◆ **What to produce**
Where a line in the material below has the string "pillow", please report it.

◆ **Data for review**
================================
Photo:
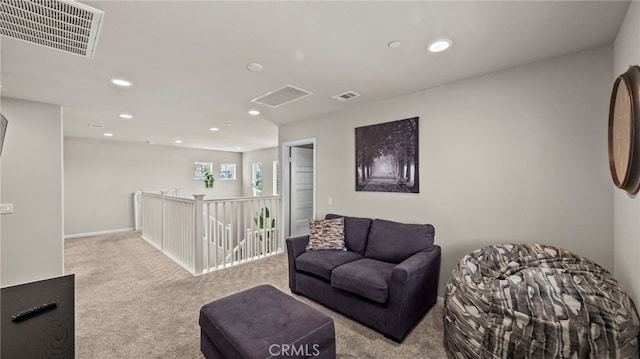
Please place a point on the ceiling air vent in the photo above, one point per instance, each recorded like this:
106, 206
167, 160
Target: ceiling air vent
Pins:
281, 96
345, 96
63, 25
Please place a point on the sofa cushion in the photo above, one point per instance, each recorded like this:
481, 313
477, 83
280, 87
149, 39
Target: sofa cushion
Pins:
394, 242
326, 234
321, 263
356, 231
365, 277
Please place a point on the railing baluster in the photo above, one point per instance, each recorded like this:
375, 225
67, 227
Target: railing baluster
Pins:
186, 229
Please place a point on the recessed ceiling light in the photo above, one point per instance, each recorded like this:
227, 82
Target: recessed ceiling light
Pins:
255, 67
121, 82
439, 45
394, 44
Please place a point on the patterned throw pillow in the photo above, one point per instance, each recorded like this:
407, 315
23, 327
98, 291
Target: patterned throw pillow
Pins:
326, 234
================================
◆ **Output below**
Please place a point on the patterned throw pillow in the photo above, one point per instance, each recorded like this:
Target: patterned throw pillow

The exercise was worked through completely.